* [TASK STATEMENT]: Quote only the lines from the one containing "Provide the location of each instance of the gray" through the final line, both included, and omit the pictures.

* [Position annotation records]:
※ ※ ※

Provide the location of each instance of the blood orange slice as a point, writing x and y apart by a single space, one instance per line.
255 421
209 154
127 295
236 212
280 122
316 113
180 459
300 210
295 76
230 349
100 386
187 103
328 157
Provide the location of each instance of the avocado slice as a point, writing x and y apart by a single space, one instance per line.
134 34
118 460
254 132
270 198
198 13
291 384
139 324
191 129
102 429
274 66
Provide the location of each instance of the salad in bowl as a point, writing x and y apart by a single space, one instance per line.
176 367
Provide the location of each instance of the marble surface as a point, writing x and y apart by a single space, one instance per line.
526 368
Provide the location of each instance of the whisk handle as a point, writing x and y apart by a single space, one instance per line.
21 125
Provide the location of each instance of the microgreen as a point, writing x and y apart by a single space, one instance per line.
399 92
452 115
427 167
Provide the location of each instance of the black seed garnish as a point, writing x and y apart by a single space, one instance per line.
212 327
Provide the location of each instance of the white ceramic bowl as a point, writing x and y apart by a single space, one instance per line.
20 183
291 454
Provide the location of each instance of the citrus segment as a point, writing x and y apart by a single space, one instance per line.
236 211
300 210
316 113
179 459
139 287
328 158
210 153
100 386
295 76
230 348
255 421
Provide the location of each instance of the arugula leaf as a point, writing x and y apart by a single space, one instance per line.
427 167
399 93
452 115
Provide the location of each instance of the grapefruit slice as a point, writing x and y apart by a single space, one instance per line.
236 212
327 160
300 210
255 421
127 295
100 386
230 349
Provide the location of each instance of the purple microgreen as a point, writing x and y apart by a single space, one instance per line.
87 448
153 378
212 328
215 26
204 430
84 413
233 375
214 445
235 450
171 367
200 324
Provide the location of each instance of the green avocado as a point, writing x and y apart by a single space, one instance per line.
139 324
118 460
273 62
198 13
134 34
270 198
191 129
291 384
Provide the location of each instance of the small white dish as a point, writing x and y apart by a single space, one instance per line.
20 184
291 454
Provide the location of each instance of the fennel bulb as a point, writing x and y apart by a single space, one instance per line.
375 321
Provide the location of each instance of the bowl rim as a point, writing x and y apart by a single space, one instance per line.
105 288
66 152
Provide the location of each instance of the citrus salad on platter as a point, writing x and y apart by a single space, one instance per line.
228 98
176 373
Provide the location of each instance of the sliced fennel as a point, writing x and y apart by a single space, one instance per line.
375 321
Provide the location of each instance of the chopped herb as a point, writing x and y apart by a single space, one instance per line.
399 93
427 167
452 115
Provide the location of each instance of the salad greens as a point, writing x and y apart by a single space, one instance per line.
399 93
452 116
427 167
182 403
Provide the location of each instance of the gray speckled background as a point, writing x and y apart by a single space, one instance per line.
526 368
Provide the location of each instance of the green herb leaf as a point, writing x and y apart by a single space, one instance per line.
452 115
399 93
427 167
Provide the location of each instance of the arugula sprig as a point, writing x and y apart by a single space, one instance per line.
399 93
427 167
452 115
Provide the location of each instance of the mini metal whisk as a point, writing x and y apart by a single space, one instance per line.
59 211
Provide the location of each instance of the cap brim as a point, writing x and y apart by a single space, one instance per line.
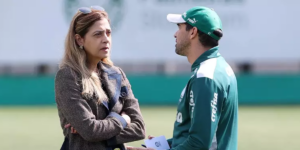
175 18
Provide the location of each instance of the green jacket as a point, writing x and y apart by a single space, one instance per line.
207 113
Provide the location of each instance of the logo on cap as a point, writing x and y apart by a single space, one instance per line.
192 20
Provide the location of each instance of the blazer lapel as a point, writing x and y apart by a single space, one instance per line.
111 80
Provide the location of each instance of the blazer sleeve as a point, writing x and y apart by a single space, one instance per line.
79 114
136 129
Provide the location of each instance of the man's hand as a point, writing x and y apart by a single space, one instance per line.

※ ※ ※

* [WRITTEN SOLUTION]:
Provide the location of each instance of the gray speckled background as a point, writing x and y apart by a single space, one instance per line.
526 368
Provide the location of each instance of the green herb leaf as a point, writing x and y apart by a single space, one instance per line.
452 115
399 93
427 167
Provide the location of each instance of the arugula sprig as a point, writing x and y apart by a single space, one instance per line.
399 93
427 167
452 115
Provide the location of each instance of the mini metal whisk as a point, writing x and y apart by a single space, one instance per line.
59 211
Provide the location of each instance of the cap brim as a point, writing x and y apart by a single space, one instance per line.
175 18
Provide the location of each instance of the green jacket as a point, writing x and y apart by a single space, one instance per line.
207 113
Provide the location of each instance of the logo on cap as a point, writing x and y apart by a single space, one instance per line.
192 20
Provide the location of each instance of the blazer lapel as a point, writing x and y apart by a single space, one instance per line.
111 80
Provide the location of each instance of the blazer sleeve as a point, writing x and y apart by a single space, one instance per line.
79 114
136 129
Provide the location of each instance of the man's hand as a point, writing x and y apart by a single space, one instance per line.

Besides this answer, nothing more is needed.